--- Data shown ---
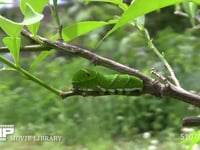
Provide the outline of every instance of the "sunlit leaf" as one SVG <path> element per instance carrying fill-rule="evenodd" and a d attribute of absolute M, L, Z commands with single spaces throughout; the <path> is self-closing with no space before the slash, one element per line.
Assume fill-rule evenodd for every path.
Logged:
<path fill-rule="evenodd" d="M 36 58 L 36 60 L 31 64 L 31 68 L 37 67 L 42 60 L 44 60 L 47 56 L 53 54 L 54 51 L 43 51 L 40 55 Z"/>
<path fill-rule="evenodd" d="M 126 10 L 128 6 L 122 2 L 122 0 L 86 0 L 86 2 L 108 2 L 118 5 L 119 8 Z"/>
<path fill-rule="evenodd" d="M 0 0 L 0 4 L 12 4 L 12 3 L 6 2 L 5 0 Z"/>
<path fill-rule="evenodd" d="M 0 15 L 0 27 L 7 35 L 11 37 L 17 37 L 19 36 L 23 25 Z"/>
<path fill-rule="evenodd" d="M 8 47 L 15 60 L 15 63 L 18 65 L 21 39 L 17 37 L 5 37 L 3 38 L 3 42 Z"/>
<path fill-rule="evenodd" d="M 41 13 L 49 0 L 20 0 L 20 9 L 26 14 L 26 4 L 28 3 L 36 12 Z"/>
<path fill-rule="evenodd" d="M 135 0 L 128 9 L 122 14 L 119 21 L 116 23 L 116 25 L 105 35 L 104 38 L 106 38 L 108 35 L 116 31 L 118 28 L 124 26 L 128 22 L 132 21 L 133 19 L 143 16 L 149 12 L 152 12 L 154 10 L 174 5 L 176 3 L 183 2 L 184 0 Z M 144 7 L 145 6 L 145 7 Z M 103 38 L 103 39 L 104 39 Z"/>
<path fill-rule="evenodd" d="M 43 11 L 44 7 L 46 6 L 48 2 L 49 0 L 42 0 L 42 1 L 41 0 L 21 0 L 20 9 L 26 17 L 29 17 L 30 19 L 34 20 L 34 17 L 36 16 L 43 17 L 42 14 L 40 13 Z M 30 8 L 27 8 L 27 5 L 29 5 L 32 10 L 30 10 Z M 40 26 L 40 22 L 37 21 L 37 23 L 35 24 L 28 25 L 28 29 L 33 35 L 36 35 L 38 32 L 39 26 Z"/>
---
--- Data shown ---
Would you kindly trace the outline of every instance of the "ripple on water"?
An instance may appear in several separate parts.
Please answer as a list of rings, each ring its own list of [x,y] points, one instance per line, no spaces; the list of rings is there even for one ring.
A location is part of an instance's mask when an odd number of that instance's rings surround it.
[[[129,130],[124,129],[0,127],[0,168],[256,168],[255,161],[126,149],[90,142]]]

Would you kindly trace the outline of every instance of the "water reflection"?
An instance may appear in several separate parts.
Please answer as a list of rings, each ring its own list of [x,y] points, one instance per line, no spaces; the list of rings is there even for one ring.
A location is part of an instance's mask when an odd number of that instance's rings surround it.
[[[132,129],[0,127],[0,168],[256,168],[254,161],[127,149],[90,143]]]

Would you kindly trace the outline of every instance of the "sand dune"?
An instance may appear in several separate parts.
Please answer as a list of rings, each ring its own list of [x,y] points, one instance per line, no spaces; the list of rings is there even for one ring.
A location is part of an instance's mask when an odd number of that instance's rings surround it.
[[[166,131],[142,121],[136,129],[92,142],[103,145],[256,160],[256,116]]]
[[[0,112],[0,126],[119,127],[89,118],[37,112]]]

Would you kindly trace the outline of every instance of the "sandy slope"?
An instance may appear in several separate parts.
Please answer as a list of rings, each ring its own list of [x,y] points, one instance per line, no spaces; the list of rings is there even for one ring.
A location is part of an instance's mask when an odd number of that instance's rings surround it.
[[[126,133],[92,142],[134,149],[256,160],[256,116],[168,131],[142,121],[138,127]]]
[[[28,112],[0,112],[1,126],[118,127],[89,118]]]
---
--- Data shown ---
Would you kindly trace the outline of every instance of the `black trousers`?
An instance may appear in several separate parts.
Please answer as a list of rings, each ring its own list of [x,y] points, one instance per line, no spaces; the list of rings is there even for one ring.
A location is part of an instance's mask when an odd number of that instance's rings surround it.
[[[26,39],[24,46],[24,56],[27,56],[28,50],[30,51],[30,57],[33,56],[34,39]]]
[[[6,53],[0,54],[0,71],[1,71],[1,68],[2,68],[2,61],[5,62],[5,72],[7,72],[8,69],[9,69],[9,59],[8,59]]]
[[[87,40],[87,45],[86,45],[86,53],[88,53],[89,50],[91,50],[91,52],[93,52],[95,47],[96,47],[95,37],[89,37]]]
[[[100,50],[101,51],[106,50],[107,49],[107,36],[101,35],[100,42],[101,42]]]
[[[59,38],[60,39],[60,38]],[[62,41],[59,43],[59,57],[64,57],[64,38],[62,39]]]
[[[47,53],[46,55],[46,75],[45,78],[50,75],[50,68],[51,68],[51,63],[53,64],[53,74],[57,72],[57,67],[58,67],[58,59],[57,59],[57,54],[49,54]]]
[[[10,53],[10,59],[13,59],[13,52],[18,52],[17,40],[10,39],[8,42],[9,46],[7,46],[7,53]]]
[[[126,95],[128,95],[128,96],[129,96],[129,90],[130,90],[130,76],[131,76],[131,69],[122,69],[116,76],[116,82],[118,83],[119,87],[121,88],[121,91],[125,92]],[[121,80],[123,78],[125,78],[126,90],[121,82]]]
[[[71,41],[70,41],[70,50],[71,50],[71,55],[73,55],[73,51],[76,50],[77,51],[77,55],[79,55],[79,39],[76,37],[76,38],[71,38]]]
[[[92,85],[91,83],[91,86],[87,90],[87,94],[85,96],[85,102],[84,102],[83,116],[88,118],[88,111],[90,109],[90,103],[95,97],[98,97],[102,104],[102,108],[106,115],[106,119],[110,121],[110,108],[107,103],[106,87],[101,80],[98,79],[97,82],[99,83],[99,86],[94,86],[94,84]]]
---
Locate every line in the entries above that contains the word "trace", matching uppercase and lowercase letters, and copy each of those lines.

Would you kindly trace the outline of every instance of the "ripple on water"?
Would you kindly trace the outline of every instance of the "water reflection"?
Would you kindly trace the outline of every instance of the "sand dune"?
Would you kindly trace the outline of every instance of the "sandy slope"?
Would you kindly trace the outline of every instance of the `black trousers`?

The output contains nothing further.